» Given task:
Reproduce word for word the entries below, from the line containing "Consider the photo above. For every instance of the grassy" through the last line of the entries, including both of those lines and nothing else.

» Dataset entries:
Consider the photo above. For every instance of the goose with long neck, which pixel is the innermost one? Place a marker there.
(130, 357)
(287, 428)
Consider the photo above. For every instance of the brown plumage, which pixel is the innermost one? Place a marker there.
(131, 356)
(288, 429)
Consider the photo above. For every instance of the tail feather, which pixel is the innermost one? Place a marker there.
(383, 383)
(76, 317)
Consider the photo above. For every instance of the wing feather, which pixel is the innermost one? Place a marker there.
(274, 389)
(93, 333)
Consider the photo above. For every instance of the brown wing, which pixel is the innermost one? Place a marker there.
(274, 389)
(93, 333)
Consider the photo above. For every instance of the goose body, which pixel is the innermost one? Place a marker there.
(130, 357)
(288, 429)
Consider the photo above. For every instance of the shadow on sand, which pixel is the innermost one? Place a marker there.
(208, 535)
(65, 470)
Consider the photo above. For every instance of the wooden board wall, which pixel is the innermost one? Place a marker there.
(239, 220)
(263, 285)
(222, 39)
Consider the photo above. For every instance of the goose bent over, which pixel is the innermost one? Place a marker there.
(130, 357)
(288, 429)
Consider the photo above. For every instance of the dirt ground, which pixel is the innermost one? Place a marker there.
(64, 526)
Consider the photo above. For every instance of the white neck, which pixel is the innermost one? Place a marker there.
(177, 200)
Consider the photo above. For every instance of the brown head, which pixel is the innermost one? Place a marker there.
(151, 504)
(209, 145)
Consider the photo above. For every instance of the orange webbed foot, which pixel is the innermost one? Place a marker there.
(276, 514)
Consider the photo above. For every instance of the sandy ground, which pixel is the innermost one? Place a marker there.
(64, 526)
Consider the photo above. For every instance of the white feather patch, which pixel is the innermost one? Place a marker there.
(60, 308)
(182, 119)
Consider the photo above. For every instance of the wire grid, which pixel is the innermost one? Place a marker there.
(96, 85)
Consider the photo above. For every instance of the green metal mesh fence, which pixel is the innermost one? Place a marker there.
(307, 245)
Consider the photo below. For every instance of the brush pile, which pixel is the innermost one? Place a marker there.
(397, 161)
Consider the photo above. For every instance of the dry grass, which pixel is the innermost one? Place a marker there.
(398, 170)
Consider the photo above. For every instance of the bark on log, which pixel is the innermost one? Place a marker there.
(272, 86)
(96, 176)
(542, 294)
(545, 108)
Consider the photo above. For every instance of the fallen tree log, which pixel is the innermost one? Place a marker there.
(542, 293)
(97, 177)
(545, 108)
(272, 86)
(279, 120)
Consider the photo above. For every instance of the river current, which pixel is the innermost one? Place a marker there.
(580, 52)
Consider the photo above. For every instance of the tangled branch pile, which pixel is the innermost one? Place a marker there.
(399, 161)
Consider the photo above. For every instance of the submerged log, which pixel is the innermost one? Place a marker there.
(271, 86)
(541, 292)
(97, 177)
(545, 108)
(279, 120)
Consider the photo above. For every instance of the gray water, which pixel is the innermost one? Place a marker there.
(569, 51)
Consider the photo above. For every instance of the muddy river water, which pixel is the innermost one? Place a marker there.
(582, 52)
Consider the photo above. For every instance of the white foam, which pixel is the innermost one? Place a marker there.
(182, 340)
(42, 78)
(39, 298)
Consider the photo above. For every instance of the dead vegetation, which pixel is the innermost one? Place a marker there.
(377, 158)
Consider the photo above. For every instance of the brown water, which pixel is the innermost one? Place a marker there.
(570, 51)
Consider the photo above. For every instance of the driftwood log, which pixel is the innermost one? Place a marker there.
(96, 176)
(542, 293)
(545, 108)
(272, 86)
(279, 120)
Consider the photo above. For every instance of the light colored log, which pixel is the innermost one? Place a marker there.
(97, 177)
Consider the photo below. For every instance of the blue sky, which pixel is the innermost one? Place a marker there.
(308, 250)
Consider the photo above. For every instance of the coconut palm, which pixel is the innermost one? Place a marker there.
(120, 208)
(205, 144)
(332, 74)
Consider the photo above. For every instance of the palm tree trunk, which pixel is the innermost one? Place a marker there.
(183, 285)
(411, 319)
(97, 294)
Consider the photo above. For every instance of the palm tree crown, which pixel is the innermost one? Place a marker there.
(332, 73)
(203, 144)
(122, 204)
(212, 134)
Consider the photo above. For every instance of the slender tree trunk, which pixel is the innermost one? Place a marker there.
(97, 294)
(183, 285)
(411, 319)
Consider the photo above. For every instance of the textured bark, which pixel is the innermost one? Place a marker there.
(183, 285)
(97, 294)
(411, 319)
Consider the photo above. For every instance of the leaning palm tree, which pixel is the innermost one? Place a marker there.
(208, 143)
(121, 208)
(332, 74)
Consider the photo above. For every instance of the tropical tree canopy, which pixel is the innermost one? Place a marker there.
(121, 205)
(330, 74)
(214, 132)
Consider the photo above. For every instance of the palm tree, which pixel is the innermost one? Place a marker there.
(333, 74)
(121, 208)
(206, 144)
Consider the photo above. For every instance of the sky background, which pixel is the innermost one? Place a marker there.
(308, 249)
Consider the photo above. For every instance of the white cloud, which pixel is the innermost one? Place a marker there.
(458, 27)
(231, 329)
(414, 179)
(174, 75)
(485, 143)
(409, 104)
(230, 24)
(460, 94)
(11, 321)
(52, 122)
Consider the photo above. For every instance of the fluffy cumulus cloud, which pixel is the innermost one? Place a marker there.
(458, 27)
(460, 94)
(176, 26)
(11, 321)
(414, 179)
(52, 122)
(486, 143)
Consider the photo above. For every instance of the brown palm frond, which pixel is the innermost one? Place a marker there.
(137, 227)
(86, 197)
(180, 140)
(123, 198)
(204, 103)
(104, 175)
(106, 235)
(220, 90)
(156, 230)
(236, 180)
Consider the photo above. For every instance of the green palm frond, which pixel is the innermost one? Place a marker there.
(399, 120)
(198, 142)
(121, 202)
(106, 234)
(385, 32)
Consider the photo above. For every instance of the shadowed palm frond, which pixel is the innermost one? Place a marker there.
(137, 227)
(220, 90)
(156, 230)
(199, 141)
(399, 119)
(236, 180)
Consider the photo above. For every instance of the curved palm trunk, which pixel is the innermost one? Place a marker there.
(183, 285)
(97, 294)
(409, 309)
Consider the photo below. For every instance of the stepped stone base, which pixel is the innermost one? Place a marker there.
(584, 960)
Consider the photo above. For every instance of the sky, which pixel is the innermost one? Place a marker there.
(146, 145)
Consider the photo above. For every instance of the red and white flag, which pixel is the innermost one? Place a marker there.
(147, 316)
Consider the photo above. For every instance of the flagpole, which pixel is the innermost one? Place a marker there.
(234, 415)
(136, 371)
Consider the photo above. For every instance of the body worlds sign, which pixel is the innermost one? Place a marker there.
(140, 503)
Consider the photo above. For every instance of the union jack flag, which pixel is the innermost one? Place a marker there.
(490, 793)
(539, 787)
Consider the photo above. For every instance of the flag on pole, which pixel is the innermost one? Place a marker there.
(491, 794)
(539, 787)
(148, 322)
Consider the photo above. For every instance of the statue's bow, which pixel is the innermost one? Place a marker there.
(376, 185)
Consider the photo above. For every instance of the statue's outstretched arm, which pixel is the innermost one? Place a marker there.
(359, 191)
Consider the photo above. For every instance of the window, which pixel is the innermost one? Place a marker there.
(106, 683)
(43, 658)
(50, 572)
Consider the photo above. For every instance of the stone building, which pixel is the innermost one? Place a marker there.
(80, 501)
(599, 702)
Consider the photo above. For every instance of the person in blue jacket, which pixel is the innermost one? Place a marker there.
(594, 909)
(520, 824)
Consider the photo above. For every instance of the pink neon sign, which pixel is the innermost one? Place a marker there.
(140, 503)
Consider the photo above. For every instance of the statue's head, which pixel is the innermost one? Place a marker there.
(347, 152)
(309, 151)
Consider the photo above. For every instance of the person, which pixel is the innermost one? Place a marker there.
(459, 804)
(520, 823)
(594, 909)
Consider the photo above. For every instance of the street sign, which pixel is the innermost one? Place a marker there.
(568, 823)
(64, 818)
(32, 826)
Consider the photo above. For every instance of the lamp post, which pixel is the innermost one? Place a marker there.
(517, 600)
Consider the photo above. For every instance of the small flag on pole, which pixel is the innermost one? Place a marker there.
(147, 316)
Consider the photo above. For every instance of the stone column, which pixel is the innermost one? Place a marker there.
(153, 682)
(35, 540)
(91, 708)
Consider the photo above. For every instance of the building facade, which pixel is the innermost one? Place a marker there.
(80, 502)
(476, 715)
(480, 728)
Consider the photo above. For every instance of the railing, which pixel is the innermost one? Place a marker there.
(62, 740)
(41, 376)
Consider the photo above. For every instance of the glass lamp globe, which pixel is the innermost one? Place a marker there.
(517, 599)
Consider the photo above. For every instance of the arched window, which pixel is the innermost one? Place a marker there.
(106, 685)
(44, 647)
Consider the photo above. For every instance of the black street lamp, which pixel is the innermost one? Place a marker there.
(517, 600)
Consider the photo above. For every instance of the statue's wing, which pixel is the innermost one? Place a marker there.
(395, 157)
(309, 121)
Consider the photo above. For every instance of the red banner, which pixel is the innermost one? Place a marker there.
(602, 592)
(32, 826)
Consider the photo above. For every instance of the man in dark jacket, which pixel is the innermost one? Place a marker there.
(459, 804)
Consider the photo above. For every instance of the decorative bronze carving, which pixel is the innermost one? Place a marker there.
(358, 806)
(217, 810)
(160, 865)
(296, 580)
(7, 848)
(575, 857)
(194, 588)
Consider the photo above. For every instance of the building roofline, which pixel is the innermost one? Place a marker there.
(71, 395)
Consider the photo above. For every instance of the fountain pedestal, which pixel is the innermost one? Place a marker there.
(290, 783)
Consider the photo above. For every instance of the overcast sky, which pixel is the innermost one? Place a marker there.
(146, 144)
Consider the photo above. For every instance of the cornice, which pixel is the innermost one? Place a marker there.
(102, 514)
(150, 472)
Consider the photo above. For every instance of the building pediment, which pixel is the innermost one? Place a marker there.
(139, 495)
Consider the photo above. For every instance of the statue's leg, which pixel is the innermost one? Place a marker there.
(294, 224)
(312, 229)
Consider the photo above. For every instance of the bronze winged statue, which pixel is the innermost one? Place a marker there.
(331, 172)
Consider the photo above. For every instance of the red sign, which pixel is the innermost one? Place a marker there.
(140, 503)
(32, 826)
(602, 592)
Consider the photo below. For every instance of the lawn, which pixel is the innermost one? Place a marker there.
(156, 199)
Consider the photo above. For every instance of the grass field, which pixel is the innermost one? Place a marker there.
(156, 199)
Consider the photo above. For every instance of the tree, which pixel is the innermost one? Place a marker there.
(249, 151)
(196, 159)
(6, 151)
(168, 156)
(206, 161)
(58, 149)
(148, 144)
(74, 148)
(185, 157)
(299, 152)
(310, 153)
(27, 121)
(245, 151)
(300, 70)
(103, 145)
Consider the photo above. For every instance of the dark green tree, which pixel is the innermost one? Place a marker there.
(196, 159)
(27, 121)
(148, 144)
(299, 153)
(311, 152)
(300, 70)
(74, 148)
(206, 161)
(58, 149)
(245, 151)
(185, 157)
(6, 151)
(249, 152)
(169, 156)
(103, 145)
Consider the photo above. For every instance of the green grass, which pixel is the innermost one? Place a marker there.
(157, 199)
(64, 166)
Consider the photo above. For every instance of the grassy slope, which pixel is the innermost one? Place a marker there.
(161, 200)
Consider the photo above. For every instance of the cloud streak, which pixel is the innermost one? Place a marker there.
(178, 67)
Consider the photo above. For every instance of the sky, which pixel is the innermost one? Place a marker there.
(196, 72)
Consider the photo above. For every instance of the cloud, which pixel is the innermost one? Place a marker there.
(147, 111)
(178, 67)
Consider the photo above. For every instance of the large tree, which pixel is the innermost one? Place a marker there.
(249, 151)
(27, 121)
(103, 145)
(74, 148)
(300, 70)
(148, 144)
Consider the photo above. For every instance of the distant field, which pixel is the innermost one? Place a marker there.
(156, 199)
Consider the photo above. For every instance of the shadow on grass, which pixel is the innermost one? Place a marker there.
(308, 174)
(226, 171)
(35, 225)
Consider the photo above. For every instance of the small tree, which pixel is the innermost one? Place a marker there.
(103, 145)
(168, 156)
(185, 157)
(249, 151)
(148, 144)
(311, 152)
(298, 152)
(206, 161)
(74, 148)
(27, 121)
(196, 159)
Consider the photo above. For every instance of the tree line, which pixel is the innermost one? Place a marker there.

» Final result:
Consider the photo above. For every instance of the grassy slope, which pixel is the innermost one? Place a marker there.
(161, 200)
Consider the photo above. For every instance of the cloud streak, which pixel is the innermost one? Place a marker there.
(178, 67)
Consider the photo above. For every instance of the sky, which pixel is the innermost one? Place a marker there.
(196, 72)
Consider the photo above. For every instance of the cloud, which pixel is the innermost one? Place a marker there.
(147, 111)
(178, 67)
Consider the photo above. For every instance of the large tree, which pixel is the innermost one? Place a marker there.
(249, 151)
(27, 121)
(103, 145)
(74, 148)
(300, 70)
(148, 144)
Consider the photo above. For every instance of the distant field, which pixel is the innermost one? Place a marker there.
(156, 199)
Consider the photo above. For every instance of the shadow on grass, which pixel is the innermost one? Place a marker there.
(308, 174)
(226, 171)
(35, 225)
Consider the photo above. For every instance of the small tree, which pixel is the innermost one? Place a marker there.
(103, 145)
(168, 156)
(185, 157)
(249, 151)
(148, 144)
(311, 152)
(298, 152)
(206, 161)
(74, 148)
(27, 121)
(196, 159)
Consider the photo above. For every instance of the tree line, which pixel is the innermost one? Place a marker there.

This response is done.